Maksudnya apabila kita meninggalkan sunnah Nabi dan mengikuti Musa, seorang Nabi yang mulia yang pernah diajak bicara oleh Alloh, maka kita akan tersesat dari jalan yang lurus. Lantas bagaimana pendapat saudara sekalian, apabila kita meninggalkan sunnah Nabi dan mengikuti para kyai, tokoh agama, ustadz, mubaligh, cendekiawan dan sebagainya yang sangat jauh bila dibandingkan Nabi Musa ‘alaihis salaam??! Renungkanlah hal ini.
Dampak Fanatik Buta
Fanatik memunculkan berbagai dampak negatif yang sangat berbahaya bagi pribadi secara khusus dan masyarakat secara umum. Berikut ini kami paparkan beberapa dampak yang terjadi karena fanatik buta.
[1] Memejamkan mata dari dalil yang kuat dan berpegang dengan dalil yang rapuh
Syaikhul Islam Ibnu Taimiyah rahimahullah mengatakan, “Mayoritas orang-orang fanatik madzhab tidak mendalami Al Qur’an dan As Sunnah kecuali segilintir orang saja. Sandaran mereka hanyalah hadit-hadits yang rapuh atau hikayat-hikayat dari para tokoh ulama yang bisa jadi benar dan bisa jadi bohong.”
[2] Merubah dalil untuk membela pendapatnya
Contohnya adalah atsar tentang qunut shubuh yang diriwayatkan oleh Ahmad, Ibnu Majah, Tirmidzi, dan beliau menshohihkannya. Dari Malik Al Asyja’i rodiyallohu ‘anhu berkata, “Saya pernah bertanya kepada ayahku,’Wahai ayahku! Sesungguhnya engkau pernah sholat di belakang Nabi shollallohu ‘alaihi wa sallam, Abu Bakar, Umar, Utsman, dan Ali di sini -di Kufah-. Apakah mereka melakukan qunut shubuh?’ Jawab beliau,’Wahai anakku, itu merupakan perkara muhdats (perkara baru yang diada-adakan dalam agama -pen)’ “.

* [DATA TERSEDIA]
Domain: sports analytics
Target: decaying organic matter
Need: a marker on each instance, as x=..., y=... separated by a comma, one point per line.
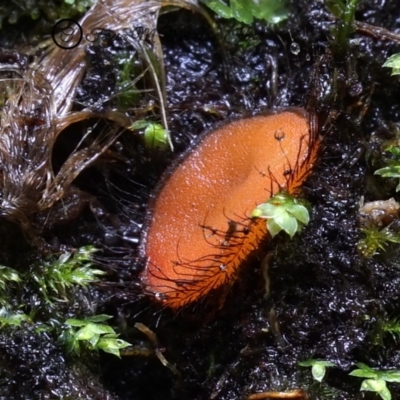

* [PETUNJUK PENGERJAAN]
[1] Dalam kutipan tentang fanatik buta, nabi mana yang disebut pernah diajak bicara oleh Alloh?
[2] Tulis ulang bagian kutipan tentang fanatik buta mulai dari "Maksudnya apabila kita" sampai "karena fanatik buta.", dengan kata "masyarakat" diganti menjadi "orang banyak".
Materi ini diambil dari sumber lain.

* [KUNCI JAWABAN]
[1] Nabi Musa.

[2]
Maksudnya apabila kita meninggalkan sunnah Nabi dan mengikuti Musa, seorang Nabi yang mulia yang pernah diajak bicara oleh Alloh, maka kita akan tersesat dari jalan yang lurus. Lantas bagaimana pendapat saudara sekalian, apabila kita meninggalkan sunnah Nabi dan mengikuti para kyai, tokoh agama, ustadz, mubaligh, cendekiawan dan sebagainya yang sangat jauh bila dibandingkan Nabi Musa ‘alaihis salaam??! Renungkanlah hal ini.
Dampak Fanatik Buta
Fanatik memunculkan berbagai dampak negatif yang sangat berbahaya bagi pribadi secara khusus dan orang banyak secara umum. Berikut ini kami paparkan beberapa dampak yang terjadi karena fanatik buta.